WHAT TO WORK ON -> Please report how many lines in the data below contain the word "cardigan", with case counting, and give only the number.

EXTRACTED INFORMATION ->
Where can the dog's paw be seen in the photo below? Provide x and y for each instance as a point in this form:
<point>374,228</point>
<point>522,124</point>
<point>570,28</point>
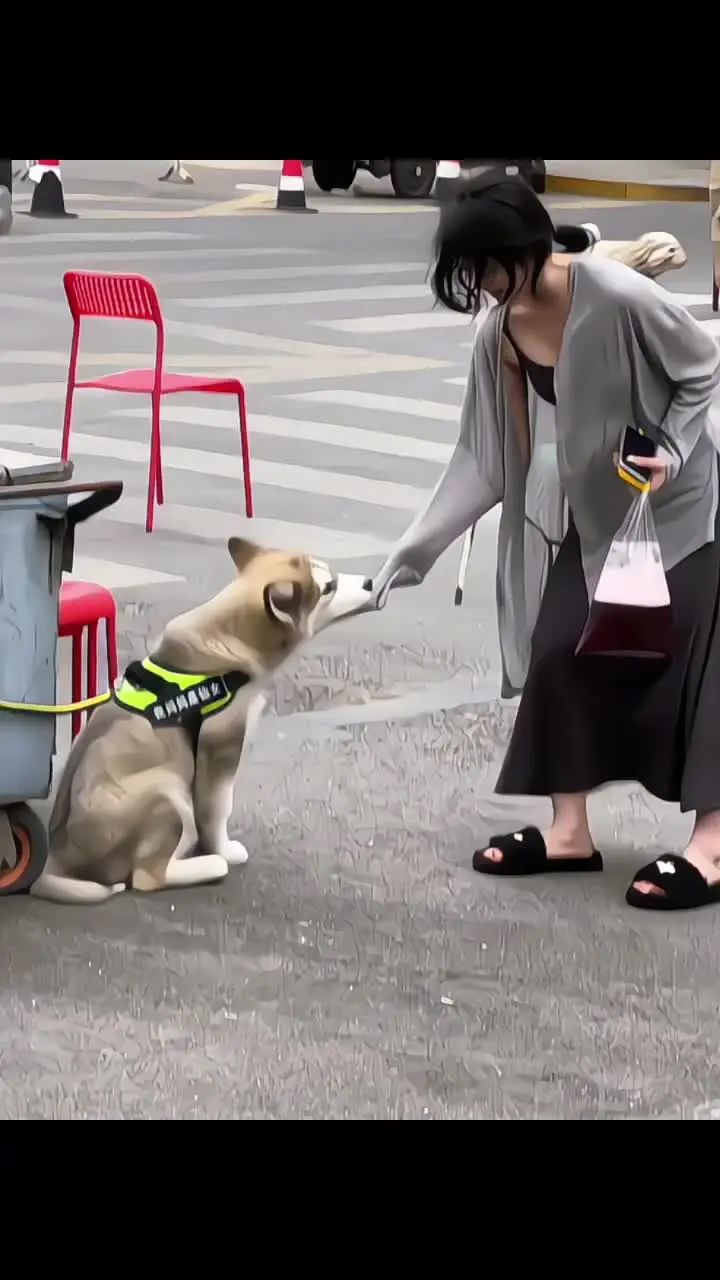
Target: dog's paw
<point>233,853</point>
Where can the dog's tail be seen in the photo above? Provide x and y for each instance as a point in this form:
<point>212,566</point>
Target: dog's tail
<point>60,888</point>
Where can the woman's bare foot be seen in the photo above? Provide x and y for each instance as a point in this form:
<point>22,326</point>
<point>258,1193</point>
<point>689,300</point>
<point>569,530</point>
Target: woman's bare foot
<point>559,842</point>
<point>707,867</point>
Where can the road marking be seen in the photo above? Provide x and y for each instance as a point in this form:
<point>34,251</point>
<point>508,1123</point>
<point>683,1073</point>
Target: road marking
<point>382,403</point>
<point>409,323</point>
<point>294,273</point>
<point>109,237</point>
<point>240,205</point>
<point>691,300</point>
<point>218,526</point>
<point>277,475</point>
<point>308,297</point>
<point>131,256</point>
<point>115,576</point>
<point>317,433</point>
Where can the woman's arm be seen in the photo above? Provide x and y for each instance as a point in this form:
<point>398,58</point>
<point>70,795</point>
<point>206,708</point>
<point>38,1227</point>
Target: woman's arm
<point>472,485</point>
<point>691,359</point>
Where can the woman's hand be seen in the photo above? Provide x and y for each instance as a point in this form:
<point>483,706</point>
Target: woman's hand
<point>657,469</point>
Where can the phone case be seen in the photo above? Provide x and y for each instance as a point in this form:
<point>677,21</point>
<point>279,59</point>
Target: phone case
<point>628,474</point>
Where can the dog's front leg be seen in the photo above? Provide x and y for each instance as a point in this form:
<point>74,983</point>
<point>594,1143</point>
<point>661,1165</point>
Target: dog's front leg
<point>219,750</point>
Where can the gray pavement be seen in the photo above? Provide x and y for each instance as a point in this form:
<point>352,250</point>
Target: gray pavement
<point>356,968</point>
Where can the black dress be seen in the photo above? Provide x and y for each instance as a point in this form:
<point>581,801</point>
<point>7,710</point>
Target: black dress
<point>586,722</point>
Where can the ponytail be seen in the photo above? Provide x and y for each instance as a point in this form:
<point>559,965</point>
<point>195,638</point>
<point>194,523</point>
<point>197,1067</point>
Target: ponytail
<point>575,240</point>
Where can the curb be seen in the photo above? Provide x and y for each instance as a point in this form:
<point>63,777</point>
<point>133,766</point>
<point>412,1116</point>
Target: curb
<point>632,191</point>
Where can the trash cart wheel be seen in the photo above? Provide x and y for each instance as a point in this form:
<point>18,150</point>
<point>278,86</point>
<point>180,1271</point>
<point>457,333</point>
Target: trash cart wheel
<point>413,179</point>
<point>335,174</point>
<point>24,863</point>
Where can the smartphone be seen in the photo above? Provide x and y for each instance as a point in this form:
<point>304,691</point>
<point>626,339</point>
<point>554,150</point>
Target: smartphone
<point>636,444</point>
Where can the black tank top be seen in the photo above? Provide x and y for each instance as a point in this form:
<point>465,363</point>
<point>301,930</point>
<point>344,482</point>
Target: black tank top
<point>540,376</point>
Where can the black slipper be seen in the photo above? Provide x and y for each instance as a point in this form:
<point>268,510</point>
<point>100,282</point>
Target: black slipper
<point>684,888</point>
<point>524,853</point>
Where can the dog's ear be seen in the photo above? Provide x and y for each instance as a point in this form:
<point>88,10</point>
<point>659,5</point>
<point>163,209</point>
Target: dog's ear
<point>283,603</point>
<point>242,552</point>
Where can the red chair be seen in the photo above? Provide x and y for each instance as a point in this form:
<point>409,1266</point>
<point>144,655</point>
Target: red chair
<point>82,607</point>
<point>132,297</point>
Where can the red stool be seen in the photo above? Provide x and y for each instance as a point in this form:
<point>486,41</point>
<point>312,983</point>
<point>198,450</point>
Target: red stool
<point>82,607</point>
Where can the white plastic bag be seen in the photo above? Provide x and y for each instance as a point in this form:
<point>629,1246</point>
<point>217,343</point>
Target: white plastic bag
<point>630,613</point>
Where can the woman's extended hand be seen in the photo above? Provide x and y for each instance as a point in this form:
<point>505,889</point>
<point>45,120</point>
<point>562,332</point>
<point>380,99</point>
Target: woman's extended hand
<point>657,469</point>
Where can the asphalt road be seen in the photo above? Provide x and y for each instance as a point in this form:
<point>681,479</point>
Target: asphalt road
<point>356,968</point>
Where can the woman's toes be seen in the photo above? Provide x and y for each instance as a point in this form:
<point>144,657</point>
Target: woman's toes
<point>645,887</point>
<point>492,855</point>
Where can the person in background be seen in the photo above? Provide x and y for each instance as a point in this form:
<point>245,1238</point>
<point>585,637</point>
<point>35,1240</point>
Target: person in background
<point>577,348</point>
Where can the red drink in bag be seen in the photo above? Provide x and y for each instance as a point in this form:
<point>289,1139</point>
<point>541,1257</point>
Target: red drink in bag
<point>630,613</point>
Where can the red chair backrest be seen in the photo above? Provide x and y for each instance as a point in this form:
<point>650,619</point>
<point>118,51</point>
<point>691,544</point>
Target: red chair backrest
<point>112,297</point>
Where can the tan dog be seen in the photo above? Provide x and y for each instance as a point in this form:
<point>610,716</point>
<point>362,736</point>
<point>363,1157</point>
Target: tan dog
<point>652,255</point>
<point>153,775</point>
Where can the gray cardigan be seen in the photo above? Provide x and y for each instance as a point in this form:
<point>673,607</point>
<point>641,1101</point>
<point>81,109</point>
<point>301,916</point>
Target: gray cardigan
<point>629,356</point>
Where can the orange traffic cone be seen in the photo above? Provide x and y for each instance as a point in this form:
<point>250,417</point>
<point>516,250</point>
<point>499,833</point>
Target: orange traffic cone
<point>48,197</point>
<point>291,190</point>
<point>449,174</point>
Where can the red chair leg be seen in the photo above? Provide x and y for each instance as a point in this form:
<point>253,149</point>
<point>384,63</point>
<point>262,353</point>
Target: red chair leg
<point>112,644</point>
<point>156,428</point>
<point>77,682</point>
<point>245,448</point>
<point>69,394</point>
<point>155,488</point>
<point>91,663</point>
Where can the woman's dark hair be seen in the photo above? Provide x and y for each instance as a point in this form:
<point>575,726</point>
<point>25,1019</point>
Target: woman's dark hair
<point>495,219</point>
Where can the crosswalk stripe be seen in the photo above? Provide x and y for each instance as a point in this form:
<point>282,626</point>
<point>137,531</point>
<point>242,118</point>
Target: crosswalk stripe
<point>115,576</point>
<point>345,270</point>
<point>277,475</point>
<point>317,433</point>
<point>308,297</point>
<point>381,403</point>
<point>691,300</point>
<point>408,323</point>
<point>208,525</point>
<point>217,526</point>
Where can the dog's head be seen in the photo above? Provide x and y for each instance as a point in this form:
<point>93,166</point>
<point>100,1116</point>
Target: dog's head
<point>652,255</point>
<point>277,600</point>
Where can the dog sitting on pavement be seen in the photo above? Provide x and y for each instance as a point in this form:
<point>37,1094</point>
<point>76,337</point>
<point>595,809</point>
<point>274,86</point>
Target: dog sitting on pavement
<point>153,775</point>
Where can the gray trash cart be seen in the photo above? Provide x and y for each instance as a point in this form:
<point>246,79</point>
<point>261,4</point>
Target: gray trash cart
<point>37,522</point>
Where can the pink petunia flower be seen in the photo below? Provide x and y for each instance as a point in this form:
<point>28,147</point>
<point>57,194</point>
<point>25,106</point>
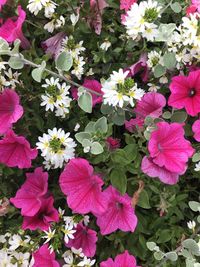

FULL SOLUTION -> 2